#### Given instruction
Recast each line of the listing below as a Markdown table with two columns, Row and Line, giving every line its own numbered row and skipping any blank lines.
▬▬▬
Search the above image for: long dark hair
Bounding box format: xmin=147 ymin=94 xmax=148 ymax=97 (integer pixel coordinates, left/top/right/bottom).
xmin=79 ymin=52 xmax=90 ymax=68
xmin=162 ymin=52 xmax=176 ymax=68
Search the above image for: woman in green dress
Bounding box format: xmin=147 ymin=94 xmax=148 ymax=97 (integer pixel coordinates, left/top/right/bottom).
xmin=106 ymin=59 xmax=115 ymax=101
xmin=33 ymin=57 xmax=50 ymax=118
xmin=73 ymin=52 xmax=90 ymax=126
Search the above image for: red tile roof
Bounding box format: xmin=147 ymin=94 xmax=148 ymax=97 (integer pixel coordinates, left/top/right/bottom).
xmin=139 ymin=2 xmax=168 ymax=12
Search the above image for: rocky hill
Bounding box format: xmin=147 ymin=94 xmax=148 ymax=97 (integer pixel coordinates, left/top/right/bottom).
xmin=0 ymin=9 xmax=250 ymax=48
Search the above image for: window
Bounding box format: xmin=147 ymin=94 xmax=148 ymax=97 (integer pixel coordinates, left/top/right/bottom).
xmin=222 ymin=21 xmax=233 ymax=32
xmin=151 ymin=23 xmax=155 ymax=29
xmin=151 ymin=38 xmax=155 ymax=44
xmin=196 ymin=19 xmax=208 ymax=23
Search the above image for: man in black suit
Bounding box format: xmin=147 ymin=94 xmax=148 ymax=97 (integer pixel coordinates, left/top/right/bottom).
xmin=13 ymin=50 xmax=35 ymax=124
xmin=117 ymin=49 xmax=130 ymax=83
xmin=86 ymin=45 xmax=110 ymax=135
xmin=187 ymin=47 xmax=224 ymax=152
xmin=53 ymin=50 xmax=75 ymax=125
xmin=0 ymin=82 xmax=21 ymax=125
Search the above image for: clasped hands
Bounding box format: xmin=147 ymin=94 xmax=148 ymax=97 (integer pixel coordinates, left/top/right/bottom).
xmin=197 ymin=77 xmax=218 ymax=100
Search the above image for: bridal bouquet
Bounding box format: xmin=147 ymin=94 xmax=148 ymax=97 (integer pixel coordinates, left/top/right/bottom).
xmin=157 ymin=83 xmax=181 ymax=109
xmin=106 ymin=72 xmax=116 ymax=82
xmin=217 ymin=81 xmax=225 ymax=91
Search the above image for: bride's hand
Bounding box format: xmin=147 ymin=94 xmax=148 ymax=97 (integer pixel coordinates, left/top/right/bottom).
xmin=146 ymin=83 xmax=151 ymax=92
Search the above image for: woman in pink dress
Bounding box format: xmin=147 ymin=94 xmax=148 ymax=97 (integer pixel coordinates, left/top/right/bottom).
▬▬▬
#### Exercise answer
| Row | Line |
|---|---|
| 1 | Search the above image for: long dark hair |
| 2 | Bounding box format: xmin=147 ymin=94 xmax=148 ymax=97 (integer pixel coordinates, left/top/right/bottom). |
| 3 | xmin=79 ymin=52 xmax=90 ymax=68 |
| 4 | xmin=162 ymin=52 xmax=176 ymax=68 |
| 5 | Search the above image for: woman in green dress |
| 6 | Bounding box format: xmin=147 ymin=94 xmax=148 ymax=97 (integer pixel coordinates, left/top/right/bottom). |
| 7 | xmin=106 ymin=59 xmax=115 ymax=101 |
| 8 | xmin=33 ymin=57 xmax=50 ymax=118 |
| 9 | xmin=73 ymin=52 xmax=90 ymax=126 |
| 10 | Search the above image for: red tile roof |
| 11 | Bounding box format: xmin=147 ymin=94 xmax=148 ymax=97 (integer pixel coordinates, left/top/right/bottom). |
| 12 | xmin=139 ymin=2 xmax=168 ymax=12 |
| 13 | Search the above image for: rocky hill |
| 14 | Bounding box format: xmin=147 ymin=94 xmax=148 ymax=97 (integer pixel coordinates, left/top/right/bottom). |
| 15 | xmin=0 ymin=9 xmax=250 ymax=48 |
| 16 | Search the above image for: window |
| 17 | Bounding box format: xmin=147 ymin=94 xmax=148 ymax=97 (integer pixel coordinates, left/top/right/bottom). |
| 18 | xmin=222 ymin=21 xmax=233 ymax=32 |
| 19 | xmin=151 ymin=23 xmax=155 ymax=29 |
| 20 | xmin=151 ymin=38 xmax=155 ymax=44 |
| 21 | xmin=196 ymin=19 xmax=208 ymax=23 |
| 22 | Search the above image for: man in black suit |
| 23 | Bounding box format: xmin=147 ymin=94 xmax=148 ymax=97 (integer pixel coordinates, left/top/right/bottom). |
| 24 | xmin=13 ymin=50 xmax=35 ymax=124 |
| 25 | xmin=117 ymin=49 xmax=130 ymax=83 |
| 26 | xmin=86 ymin=45 xmax=110 ymax=135 |
| 27 | xmin=187 ymin=47 xmax=224 ymax=152 |
| 28 | xmin=53 ymin=50 xmax=75 ymax=125 |
| 29 | xmin=0 ymin=82 xmax=21 ymax=125 |
| 30 | Search the above image for: clasped hands |
| 31 | Bounding box format: xmin=147 ymin=94 xmax=148 ymax=97 (integer pixel coordinates, left/top/right/bottom). |
| 32 | xmin=197 ymin=77 xmax=218 ymax=100 |
| 33 | Search the above image for: bridal bouquet |
| 34 | Bounding box format: xmin=147 ymin=94 xmax=148 ymax=97 (integer pixel coordinates, left/top/right/bottom). |
| 35 | xmin=157 ymin=83 xmax=181 ymax=109 |
| 36 | xmin=106 ymin=72 xmax=116 ymax=82 |
| 37 | xmin=217 ymin=81 xmax=225 ymax=91 |
| 38 | Search the above image for: bride's hand |
| 39 | Bounding box format: xmin=147 ymin=94 xmax=148 ymax=97 (integer pixel coordinates, left/top/right/bottom). |
| 40 | xmin=146 ymin=83 xmax=151 ymax=92 |
| 41 | Search the above image for: woman in pink dress |
| 42 | Bounding box format: xmin=147 ymin=94 xmax=148 ymax=97 (integer pixel coordinates, left/top/right/bottom). |